## Job 1:
Answer these questions from the commentary on political crises abroad:
(a) Which country does description (2) refer to?
(b) What did Rodrigo Duterte call Obama?
(c) Whose election followed the Euromaidan revolution?
## Job 2:
List every person mentioned by name in the commentary on political crises abroad.
## Job 3:
Pick up the commentary on political crises abroad and in America right after its final sentence.

## Provided passage:
(1) Legislators block the political system in order to stop Presidential actions but he overrules them by constitutional powers, risking a government shutdown.

(2) An elitist female relative of a powerful former president runs for office, after he left amid scandals and unleashed widely hailed yet ultimately harmful economic policies.

(3) A macho bullies his way to power by bluntly insulting political opponents and women, decries international alliances and points to crime and drugs as scapegoats for the countries’ problems with poverty.

(4) A populist movement dissatisfied with the direction of their country unites through rage and disillusion against a corrupt elite, bringing to power one of the richest businessmen in the country.

Although this sounds suspiciously like the man and country that have dominated headlines for weeks now, these statements concern other events from across the globe. They describe countries in deep crises – the explanations are below:

(1) is Venezuela, where President Maduro tries vehemently to block his impeachment by Congress, causing a constitutional crisis while the economy is in a free-falling downwards spiral and the capital Caracas records the highest crime rates in the world.

(2) is Thailand, where the election of Yingluck Shinawatra, sister of exiled former populist President Thaksin, led to a political crisis and a military coup that has terminated political rights in the Southeast Asian nation.

(3) is The Philippines, whose President Rodrigo Duterte called Obama a ‘Son of a Whore’, gave up sovereignty powers to China and unleashed a catastrophic drug war that leaves corpses on the street of the nation every day.

(4) is Ukraine, where the election of oligarch Petro Poroshenko after the Euromaidan revolution rushing Pro-Russian President Viktor Yanukovych out of office initiated civil war and Putin’s annexation of Crimea, leaving the country in tatters.

Despite the striking similarities, the United States will not end up in any of these situations. Its institutions have endured long periods of stability and will not fall apart because of one election. Nevertheless, these comparisons cast doubt on the functioning of the system of government and political culture in this country. America has a well-established democracy that has worked towards the prosperity of a majority of its citizens for a long time but, starts to show signs of fatigue and structural failure. All systems need renewal to stay healthy. America needs to admit its problems and address them.

Pointing dataset excerpts:
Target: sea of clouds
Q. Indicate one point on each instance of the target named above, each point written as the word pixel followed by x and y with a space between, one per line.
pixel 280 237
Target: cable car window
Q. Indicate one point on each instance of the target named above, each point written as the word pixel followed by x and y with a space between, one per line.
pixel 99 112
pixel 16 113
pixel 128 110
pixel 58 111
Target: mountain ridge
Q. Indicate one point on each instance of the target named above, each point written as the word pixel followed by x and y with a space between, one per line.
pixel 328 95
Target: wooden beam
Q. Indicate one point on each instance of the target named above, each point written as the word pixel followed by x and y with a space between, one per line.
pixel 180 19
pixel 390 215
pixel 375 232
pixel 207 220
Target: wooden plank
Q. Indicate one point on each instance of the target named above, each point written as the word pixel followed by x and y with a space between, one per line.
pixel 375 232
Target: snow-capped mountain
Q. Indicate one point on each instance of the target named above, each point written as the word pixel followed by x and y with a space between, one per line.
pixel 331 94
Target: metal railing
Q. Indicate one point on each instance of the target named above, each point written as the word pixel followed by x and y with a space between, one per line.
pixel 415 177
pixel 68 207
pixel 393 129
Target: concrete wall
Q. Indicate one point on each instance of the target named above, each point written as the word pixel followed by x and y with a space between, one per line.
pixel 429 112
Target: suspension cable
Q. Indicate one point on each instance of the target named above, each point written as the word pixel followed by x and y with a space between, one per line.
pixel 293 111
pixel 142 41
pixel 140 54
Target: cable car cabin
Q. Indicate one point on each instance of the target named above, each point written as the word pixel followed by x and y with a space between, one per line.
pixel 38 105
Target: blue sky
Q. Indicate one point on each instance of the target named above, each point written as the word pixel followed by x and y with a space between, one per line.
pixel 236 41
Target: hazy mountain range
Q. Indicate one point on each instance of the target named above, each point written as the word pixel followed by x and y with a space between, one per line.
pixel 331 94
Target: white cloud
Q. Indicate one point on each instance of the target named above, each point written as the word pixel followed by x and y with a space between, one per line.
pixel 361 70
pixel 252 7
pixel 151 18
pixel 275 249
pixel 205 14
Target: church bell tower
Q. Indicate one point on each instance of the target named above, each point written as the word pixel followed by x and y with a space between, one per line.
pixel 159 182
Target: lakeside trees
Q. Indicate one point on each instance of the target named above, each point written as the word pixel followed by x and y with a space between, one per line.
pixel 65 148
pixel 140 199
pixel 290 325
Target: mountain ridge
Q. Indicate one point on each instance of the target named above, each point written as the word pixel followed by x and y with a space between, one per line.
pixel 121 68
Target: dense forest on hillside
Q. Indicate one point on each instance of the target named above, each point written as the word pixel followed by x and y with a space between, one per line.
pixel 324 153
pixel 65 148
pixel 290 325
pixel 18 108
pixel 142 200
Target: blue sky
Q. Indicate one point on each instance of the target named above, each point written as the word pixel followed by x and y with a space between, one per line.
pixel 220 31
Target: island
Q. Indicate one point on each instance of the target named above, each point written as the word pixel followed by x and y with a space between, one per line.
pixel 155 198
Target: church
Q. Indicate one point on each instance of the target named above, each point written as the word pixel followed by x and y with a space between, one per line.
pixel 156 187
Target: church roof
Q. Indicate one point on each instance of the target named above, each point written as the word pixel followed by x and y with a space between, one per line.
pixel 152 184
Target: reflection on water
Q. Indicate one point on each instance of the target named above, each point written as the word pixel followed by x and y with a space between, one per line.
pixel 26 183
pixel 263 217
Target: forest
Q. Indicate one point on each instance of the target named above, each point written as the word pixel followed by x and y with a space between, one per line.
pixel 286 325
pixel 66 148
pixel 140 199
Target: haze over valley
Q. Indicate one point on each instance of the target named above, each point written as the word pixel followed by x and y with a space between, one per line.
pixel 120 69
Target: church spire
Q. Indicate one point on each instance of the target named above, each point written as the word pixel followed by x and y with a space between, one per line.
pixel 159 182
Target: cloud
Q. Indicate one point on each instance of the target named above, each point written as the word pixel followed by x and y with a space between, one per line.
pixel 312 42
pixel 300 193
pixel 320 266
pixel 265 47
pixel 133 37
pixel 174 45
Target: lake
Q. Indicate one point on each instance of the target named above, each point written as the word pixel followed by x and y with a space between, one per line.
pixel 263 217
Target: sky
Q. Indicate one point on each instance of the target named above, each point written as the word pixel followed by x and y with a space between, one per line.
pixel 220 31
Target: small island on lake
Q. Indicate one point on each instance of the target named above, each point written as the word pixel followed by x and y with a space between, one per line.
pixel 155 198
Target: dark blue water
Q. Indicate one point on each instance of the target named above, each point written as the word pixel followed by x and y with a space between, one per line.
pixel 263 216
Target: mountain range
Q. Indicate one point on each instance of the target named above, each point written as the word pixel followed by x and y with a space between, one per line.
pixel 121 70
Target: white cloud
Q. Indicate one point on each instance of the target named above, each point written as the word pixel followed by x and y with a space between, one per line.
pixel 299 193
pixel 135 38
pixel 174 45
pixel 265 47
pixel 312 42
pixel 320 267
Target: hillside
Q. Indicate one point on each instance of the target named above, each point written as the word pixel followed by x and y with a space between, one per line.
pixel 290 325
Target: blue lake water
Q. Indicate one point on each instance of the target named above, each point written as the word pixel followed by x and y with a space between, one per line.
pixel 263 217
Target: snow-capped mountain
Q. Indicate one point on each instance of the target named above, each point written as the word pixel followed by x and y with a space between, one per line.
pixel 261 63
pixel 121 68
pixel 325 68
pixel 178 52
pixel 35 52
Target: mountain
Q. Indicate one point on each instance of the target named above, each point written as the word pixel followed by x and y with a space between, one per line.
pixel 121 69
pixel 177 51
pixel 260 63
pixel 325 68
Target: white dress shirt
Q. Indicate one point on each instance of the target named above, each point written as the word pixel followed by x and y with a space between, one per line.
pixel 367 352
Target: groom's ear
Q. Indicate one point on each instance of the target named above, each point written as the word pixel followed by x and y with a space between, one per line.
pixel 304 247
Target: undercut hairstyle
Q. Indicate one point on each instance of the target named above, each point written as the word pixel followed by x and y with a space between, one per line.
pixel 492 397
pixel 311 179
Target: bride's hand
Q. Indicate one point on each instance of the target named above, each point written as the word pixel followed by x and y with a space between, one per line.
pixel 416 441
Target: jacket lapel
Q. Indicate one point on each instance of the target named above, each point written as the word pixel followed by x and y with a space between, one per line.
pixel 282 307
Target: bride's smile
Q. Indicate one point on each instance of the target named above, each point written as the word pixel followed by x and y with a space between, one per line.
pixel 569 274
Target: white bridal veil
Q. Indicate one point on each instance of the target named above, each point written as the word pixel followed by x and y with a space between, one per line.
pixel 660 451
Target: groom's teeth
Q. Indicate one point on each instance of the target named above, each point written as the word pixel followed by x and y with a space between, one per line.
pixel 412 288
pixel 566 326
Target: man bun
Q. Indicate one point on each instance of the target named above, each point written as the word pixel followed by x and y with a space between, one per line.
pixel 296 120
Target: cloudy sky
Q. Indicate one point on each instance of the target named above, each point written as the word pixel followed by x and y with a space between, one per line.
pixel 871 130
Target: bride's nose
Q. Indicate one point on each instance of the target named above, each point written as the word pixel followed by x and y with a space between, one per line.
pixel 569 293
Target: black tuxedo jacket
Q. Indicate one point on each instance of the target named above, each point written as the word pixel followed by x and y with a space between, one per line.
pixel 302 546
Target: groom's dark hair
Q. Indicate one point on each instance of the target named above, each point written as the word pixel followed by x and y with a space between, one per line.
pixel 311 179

## Final answer 1:
(a) Thailand
(b) A 'Son of a Whore'
(c) Petro Poroshenko's

## Final answer 2:
Maduro, Yingluck Shinawatra, Thaksin, Rodrigo Duterte, Obama, Petro Poroshenko, Viktor Yanukovych, Putin

## Final answer 3:
American politics have hit a wall. The two parties who as institutions have carried, led, and shaped the nation’s politics and democracy since the Civil War have ceased to support the nation or their own political bases. The elites use party politics to divide and extort the nation until they have amassed all power. After all, Clinton and Trump come from the same class: they have led a privileged life in the echelons of power away from the struggle of the masses. They are part of the nation’s economic and political elites spending their lives contemplating about leadership in Washington and the penthouse suites of the country’s finance and innovation hubs. While they waste their money and efforts on vengeful partisan fights, the America below them has changed dramatically.

Traditional divisions between the left and right, between industry workers and countryside farmers, liberals and conservatives are starting to loosen and disappear. The very concept of freedom, so basic to America’s democratic republic, is a topic of debate. One side defines this freedom as the right to freely wield guns and throw around insults. It sees this freedom as their right to economic prosperity and a subjective definition of equal chance in the world: the long-established superiority of American workers over other countries’ laborers.

In the eyes of this protest group the recent election was a blow to the elites. They believe defying perceived over-regulation and globalization’s dynamic progress, economically and socially, is their path back to prosperity. They hail a New York real estate mogul as the protector of their rights. They could be correct. He might give them back their privileges and possibly even parts of their economic status. The loser of this, however, is America’s unity and power in the world.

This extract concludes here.